━━━ Selected excerpt ━━━
OST-98-4363 / Love Field / Petition of DFW Intl Airport / September 1, 1998

 

LOVE FIELD SERVICE INTERPRETATION PROCEEDING / Docket OST-98-4363

 

PETITION FOR RECONSIDERATION OF ORDER 98-8-29

AND MOTION FOR ENLARGEMENT OF TIME OF

THE DALLAS-FORT WORTH INTERNATIONAL AIRPORT

 

The Dallas/Fort Worth International Airport ("Dallas/Fort Worth"), pursuant to Rules 37 and 17 of the Department's Rules of Practice (14 CFR § 302.37, 302.17), hereby petitions for reconsideration of Order 98-8-29 and an enlargement of the time period for filing responsive comments. Dallas/Fort Worth specifically requests that Issue 4 regarding the DFW Airport Use Agreement be deleted, and that a new issue be added dealing with Continental's holding out of nationwide Love Field service on its Love-Houston flights. To allow the Department time to consider this Petition, Dallas/Fort Worth submits that the Department should act immediately and rule that the due date for comments be enlarged to the later of October 8, 1998, or 30 days after the Department rules on this Petition.
━━━
Prompt 1 >>
How many lines of the records below contain the word "sunset"? Give only the number.
━━━ Data for the task ━━━
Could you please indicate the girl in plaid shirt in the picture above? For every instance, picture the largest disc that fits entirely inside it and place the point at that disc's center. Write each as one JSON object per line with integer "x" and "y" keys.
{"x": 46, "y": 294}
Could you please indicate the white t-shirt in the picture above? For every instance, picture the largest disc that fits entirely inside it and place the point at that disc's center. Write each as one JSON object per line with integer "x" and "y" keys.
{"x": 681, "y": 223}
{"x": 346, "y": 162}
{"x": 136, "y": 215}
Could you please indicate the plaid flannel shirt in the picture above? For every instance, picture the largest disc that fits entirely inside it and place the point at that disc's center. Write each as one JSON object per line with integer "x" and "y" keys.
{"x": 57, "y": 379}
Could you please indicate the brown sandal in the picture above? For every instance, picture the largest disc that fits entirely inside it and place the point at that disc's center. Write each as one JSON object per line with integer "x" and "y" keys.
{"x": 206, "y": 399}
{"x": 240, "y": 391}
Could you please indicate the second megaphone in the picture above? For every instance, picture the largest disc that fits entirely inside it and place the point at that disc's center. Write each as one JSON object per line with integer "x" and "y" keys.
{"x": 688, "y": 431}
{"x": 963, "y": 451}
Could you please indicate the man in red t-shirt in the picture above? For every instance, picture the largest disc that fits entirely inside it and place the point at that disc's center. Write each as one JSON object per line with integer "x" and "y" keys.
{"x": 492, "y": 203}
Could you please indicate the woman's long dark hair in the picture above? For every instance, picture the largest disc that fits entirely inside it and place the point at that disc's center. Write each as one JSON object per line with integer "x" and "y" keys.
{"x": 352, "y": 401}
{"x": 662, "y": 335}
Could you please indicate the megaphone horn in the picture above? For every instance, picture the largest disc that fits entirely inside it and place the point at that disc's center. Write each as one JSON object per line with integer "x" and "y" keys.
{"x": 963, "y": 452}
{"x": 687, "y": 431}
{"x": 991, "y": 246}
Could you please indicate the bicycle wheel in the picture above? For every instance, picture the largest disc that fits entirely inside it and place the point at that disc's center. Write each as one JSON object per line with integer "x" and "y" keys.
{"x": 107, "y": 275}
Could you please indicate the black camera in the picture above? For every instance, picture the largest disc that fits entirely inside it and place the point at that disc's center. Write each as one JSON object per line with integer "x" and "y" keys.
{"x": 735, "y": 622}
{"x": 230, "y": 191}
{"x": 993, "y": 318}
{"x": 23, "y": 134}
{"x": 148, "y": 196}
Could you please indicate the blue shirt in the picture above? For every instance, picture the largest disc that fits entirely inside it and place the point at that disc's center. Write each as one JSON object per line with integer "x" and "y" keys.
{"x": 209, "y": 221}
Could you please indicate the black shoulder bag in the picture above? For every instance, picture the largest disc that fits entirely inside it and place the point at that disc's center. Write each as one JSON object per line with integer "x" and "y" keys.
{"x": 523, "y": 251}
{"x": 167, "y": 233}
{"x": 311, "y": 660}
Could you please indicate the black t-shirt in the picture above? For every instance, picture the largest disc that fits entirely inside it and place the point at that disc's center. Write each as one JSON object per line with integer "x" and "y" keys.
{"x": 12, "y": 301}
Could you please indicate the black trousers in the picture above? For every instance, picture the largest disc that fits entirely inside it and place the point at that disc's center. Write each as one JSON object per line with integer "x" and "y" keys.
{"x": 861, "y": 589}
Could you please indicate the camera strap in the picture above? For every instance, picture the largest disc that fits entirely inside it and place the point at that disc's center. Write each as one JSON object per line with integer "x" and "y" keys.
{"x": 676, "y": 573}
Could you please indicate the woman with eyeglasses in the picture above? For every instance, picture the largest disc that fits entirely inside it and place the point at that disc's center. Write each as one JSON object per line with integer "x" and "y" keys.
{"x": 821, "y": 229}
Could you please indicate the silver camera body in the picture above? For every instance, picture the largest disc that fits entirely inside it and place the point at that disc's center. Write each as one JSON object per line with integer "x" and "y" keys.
━━━
━━━ Data for the task ━━━
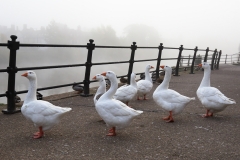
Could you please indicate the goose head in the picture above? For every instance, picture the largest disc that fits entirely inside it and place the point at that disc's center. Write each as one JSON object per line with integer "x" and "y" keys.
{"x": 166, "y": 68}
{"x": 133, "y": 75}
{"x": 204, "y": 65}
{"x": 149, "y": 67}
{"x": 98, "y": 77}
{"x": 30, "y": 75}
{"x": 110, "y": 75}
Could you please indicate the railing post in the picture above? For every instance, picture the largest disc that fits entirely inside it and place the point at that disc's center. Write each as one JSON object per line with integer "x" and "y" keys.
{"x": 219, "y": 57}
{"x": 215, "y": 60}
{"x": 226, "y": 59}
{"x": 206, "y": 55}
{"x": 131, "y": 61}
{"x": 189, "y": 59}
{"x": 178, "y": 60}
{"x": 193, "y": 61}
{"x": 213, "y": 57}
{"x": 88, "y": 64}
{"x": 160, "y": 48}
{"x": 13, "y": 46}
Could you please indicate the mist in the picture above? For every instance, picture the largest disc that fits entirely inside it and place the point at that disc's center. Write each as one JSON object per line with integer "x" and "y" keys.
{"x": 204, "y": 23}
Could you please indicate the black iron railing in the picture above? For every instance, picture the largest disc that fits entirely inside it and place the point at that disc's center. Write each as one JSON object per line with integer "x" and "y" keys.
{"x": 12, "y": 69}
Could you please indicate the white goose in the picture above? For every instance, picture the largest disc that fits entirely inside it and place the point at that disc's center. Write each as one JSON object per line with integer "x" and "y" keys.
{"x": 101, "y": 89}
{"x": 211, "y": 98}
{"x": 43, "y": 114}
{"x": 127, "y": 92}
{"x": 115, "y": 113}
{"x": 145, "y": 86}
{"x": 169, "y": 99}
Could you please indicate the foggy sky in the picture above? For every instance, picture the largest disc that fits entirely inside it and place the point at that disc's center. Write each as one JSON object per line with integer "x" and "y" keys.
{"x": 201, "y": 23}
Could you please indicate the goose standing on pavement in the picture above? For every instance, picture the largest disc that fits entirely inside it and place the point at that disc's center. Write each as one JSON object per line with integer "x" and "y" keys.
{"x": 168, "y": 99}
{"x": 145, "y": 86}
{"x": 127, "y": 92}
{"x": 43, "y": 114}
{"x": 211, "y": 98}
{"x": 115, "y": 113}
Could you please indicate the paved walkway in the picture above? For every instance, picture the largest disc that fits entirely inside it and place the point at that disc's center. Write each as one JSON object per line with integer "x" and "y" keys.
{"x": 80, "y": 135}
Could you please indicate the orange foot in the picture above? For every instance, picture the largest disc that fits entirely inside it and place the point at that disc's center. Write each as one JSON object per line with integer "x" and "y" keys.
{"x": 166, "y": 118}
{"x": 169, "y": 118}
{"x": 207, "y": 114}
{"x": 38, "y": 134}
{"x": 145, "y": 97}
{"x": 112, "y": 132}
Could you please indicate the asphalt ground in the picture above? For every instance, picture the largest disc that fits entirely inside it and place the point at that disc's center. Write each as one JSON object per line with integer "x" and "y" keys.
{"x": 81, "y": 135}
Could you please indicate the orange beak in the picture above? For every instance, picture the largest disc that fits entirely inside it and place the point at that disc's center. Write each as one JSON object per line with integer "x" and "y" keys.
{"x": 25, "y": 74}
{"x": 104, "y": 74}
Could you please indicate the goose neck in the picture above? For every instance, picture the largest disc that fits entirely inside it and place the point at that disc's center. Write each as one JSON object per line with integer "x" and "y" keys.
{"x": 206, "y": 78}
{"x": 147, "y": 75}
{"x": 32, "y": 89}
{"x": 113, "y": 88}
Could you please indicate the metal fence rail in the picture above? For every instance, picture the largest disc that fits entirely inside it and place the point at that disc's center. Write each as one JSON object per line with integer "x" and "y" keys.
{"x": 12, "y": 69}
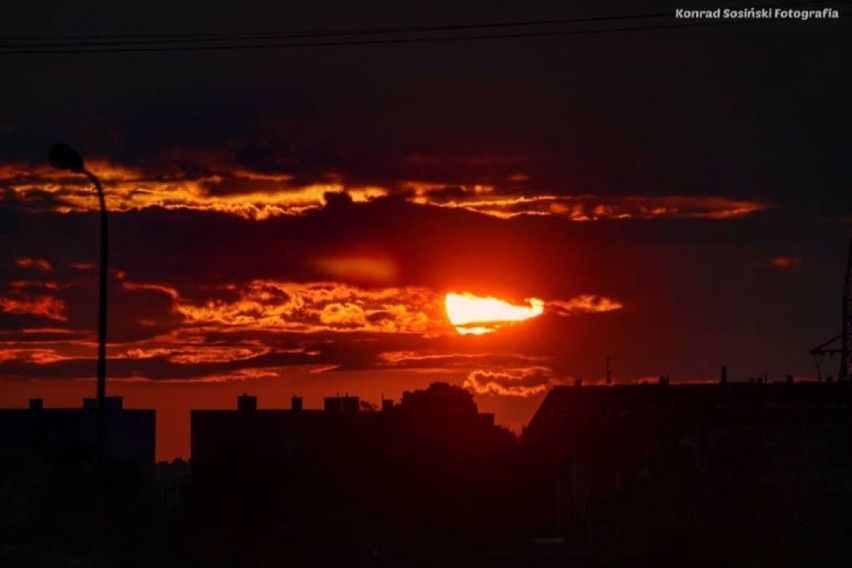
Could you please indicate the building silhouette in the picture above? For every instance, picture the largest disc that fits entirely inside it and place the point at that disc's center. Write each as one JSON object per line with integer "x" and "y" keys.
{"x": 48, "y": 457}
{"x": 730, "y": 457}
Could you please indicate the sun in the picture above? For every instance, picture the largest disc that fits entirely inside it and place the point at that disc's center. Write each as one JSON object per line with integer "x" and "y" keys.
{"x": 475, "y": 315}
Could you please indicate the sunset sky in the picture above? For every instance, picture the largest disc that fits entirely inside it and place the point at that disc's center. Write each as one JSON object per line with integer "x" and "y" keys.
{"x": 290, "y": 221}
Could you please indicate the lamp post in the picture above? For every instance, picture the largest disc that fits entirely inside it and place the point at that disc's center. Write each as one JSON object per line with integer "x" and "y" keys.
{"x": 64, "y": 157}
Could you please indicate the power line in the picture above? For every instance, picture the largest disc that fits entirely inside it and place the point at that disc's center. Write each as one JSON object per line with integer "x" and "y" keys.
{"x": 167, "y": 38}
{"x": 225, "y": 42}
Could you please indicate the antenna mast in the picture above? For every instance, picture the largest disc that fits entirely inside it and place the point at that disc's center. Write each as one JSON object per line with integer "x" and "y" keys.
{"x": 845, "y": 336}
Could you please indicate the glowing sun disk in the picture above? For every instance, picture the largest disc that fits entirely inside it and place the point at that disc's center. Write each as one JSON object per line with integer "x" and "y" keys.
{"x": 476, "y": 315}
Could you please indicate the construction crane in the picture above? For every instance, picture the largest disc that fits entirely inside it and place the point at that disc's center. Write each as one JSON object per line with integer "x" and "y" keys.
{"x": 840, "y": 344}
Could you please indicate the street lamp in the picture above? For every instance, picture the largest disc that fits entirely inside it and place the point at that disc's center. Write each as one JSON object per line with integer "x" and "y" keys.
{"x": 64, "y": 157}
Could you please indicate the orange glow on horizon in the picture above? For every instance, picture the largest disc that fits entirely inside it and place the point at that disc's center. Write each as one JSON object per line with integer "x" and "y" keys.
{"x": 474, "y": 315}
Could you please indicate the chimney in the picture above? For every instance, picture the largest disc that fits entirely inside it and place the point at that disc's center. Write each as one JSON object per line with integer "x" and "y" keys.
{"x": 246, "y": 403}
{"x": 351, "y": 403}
━━━
━━━ Data for the task ━━━
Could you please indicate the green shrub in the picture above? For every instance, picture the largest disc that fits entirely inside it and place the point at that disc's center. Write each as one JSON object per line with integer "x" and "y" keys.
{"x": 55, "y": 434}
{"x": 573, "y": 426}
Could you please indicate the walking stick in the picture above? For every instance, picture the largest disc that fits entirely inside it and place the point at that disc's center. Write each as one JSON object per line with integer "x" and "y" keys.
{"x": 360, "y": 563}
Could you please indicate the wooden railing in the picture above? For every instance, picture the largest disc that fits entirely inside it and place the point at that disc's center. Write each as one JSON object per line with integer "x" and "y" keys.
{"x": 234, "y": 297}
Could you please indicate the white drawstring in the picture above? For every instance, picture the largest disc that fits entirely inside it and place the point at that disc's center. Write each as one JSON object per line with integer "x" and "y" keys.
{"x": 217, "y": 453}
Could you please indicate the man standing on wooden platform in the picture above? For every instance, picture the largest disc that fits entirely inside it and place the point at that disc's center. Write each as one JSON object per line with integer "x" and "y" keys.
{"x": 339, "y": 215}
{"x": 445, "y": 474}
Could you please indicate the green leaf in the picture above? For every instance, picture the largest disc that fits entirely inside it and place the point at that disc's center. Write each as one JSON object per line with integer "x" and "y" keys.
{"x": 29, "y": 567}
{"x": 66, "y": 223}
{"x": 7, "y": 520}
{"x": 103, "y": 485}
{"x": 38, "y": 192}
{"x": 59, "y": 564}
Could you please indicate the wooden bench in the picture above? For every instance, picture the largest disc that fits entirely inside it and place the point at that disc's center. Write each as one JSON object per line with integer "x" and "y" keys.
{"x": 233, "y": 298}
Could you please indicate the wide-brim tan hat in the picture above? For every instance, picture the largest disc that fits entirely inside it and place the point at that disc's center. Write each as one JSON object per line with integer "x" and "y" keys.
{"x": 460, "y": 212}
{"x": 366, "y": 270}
━━━
Prompt 2 >>
Decide whether each statement agrees with the Love Field petition, and answer yes or no with the deciding words quoted from it. (a) The petition asks that Issue 4 about the DFW Airport Use Agreement be deleted. (b) The petition asks that the comment due date be moved to October 1, 1998. (c) The new issue it proposes concerns Continental's Love-Houston flights.

Exercise result 1 >>
1

Exercise result 2 >>
(a) Yes: "specifically requests that Issue 4 regarding the DFW Airport Use Agreement be deleted"
(b) No: "the due date for comments be enlarged to the later of October 8, 1998, or 30 days after the Department rules on this Petition"
(c) Yes: "a new issue be added dealing with Continental's holding out of nationwide Love Field service on its Love-Houston flights"